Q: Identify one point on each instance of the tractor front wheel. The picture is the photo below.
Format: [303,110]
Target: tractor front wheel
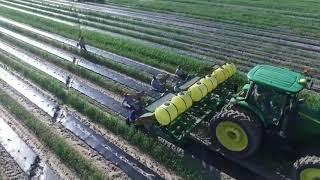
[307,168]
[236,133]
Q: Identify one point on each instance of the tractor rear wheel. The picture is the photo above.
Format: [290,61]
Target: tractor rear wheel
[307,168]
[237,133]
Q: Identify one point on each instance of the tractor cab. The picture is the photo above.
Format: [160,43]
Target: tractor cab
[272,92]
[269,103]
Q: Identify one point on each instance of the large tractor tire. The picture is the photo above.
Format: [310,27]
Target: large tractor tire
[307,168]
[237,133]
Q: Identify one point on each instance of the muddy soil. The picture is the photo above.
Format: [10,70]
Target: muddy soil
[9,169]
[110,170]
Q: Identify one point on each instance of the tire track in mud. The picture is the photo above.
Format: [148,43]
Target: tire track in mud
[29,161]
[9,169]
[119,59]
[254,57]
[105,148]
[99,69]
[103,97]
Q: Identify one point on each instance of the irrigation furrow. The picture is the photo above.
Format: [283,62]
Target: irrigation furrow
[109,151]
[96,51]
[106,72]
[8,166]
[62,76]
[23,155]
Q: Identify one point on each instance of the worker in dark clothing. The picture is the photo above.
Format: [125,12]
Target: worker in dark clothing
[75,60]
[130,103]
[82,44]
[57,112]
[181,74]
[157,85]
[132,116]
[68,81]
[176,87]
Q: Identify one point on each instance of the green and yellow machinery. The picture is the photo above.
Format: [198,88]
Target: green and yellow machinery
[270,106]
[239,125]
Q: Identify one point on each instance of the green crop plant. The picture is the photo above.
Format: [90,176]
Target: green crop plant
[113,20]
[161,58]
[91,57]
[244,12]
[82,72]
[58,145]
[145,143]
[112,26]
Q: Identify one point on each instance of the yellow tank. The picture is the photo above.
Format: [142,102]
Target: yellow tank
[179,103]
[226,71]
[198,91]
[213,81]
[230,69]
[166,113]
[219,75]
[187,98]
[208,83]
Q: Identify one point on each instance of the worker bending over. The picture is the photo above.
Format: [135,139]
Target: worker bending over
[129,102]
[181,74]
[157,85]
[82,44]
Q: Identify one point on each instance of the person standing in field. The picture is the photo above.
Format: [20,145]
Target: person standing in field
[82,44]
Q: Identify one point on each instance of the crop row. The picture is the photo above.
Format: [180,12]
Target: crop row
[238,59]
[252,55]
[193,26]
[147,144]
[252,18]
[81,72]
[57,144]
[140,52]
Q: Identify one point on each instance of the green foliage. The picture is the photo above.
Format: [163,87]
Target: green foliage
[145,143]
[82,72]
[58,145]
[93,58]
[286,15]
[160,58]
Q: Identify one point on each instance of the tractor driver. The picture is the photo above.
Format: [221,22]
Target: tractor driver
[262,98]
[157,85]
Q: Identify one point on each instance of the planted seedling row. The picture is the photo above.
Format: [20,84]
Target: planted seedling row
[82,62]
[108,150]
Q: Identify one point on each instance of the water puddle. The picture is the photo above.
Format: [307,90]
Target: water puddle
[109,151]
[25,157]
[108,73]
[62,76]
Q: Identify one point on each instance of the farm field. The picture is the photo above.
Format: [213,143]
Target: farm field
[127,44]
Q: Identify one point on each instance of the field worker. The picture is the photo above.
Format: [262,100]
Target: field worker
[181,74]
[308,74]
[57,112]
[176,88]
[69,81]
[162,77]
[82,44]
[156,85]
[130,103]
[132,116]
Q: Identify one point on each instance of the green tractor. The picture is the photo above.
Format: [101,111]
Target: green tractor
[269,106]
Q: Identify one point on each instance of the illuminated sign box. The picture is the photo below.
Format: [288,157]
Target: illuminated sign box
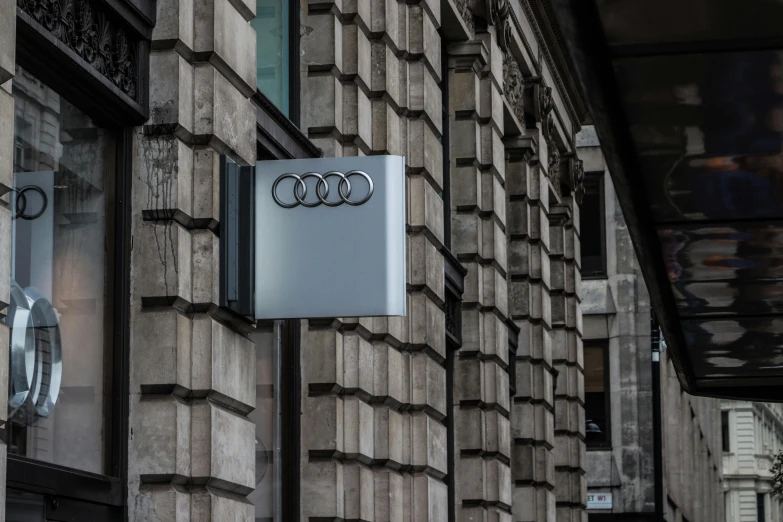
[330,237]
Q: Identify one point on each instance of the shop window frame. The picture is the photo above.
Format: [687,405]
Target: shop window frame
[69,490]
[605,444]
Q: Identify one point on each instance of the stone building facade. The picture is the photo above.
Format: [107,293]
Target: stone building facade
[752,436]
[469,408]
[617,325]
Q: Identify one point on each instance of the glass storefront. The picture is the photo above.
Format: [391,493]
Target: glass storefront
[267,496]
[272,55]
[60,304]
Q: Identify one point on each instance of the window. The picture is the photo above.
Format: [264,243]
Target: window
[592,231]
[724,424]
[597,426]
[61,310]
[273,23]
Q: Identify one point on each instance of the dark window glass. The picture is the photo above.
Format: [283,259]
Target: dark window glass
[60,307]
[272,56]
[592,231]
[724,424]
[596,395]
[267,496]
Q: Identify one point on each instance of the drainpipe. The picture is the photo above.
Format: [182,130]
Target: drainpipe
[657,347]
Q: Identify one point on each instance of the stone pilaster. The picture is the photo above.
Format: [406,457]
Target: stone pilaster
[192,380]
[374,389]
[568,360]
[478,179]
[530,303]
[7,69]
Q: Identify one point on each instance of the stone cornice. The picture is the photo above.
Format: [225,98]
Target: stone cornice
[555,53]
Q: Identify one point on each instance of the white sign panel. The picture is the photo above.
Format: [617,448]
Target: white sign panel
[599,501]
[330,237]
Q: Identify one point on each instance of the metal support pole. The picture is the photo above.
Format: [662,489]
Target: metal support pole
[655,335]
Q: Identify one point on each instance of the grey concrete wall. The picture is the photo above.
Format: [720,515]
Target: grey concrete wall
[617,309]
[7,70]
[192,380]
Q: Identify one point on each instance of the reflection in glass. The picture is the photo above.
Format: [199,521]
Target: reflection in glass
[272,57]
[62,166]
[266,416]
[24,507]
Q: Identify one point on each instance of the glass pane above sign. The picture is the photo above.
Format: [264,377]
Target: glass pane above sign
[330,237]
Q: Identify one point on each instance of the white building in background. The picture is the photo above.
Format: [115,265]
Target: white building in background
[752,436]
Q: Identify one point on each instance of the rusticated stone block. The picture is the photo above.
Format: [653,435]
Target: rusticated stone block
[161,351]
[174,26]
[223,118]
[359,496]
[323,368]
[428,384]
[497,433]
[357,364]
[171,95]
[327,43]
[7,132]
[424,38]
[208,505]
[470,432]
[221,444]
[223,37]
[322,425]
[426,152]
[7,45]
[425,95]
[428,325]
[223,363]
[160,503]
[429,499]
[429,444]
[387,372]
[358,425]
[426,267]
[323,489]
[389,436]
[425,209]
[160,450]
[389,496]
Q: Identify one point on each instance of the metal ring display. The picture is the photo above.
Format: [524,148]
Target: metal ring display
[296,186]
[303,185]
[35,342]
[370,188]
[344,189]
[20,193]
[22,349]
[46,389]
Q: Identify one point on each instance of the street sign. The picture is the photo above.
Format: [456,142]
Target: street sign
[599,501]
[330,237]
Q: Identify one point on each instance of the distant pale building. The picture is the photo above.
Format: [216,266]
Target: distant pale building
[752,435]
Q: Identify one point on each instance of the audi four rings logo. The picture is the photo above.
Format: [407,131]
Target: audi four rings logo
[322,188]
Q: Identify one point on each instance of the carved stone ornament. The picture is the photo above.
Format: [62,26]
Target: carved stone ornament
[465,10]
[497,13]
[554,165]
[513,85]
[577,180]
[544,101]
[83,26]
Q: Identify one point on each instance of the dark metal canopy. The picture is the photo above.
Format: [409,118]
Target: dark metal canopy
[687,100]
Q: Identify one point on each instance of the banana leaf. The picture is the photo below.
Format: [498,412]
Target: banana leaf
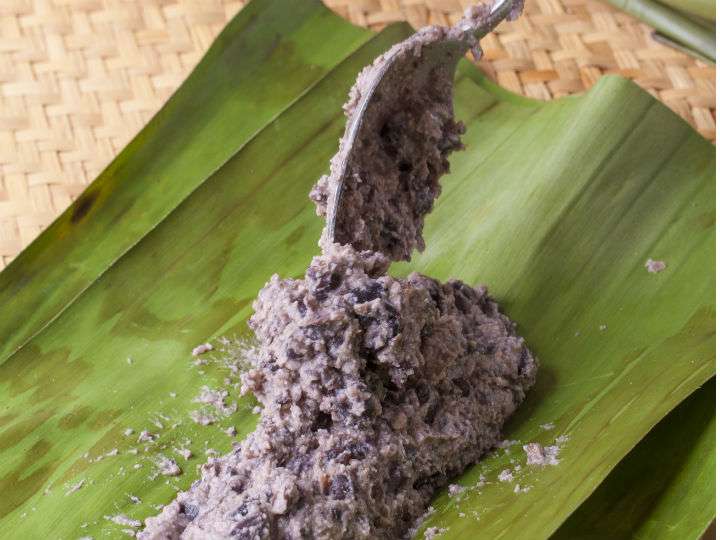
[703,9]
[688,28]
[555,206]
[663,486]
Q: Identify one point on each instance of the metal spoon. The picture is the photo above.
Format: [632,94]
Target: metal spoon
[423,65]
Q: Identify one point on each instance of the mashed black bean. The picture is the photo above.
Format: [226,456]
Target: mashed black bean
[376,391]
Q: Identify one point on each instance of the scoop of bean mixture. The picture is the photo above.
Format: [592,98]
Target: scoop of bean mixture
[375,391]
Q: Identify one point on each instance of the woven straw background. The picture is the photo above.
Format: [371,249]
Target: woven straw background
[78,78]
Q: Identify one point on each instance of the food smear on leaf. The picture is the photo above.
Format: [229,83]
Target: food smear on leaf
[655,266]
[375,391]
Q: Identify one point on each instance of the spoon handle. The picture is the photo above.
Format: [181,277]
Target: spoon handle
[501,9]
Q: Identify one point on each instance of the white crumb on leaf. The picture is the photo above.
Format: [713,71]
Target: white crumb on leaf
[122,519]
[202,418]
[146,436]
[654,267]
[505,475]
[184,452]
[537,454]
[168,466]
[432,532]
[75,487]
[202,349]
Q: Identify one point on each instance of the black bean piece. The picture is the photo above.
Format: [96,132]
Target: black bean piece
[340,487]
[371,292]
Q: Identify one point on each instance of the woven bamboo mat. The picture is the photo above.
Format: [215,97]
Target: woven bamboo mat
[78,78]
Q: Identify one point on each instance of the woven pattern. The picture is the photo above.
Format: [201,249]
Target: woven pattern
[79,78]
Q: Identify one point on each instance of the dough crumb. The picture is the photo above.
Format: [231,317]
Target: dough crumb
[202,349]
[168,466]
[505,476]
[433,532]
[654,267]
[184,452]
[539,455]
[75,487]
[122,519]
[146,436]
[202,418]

# # #

### Do this
All lines from the one containing "Q: Identify one point on each instance of the woven straw" through the final line of the listing above are to be reproduced exactly; include both and add nothing.

### Solution
Q: Identify one point on each instance of the woven straw background. The picture is the photo above.
Format: [371,249]
Target: woven straw background
[78,78]
Q: Identify one point on each instance of the food smear on leaf. The picture is the photo above.
Format: [229,83]
Target: food smear on leaf
[655,266]
[375,391]
Q: Identify one point on each instance of the spoon handle. The picture is the photo above.
Format: [181,277]
Target: spoon handle
[501,9]
Q: Identify one point on each instance of the white crumb on leaf. The picture is the photo above.
Format: [713,71]
Target: white crumb on leaf
[122,519]
[202,418]
[146,436]
[654,267]
[505,475]
[184,452]
[537,454]
[168,466]
[432,532]
[75,487]
[202,349]
Q: Identify one point on each instance of the black bean piece. The picture is the photo above.
Format: [96,132]
Target: black bean piece
[340,487]
[371,292]
Q: Identify one point on each instance of the woven bamboo mat. The picture is the photo above.
Format: [215,97]
Target: woven bamboo mat
[78,78]
Q: Identify one point on each instance of the woven pattern. The picture is the photo above.
Format: [201,249]
Target: woven pattern
[79,78]
Q: Identify one point on each instance of the dough crumb. The picture is the photo above.
Format: [231,317]
Target: dough crumb
[202,349]
[168,466]
[505,476]
[433,532]
[654,267]
[184,452]
[539,455]
[75,487]
[122,519]
[146,436]
[202,418]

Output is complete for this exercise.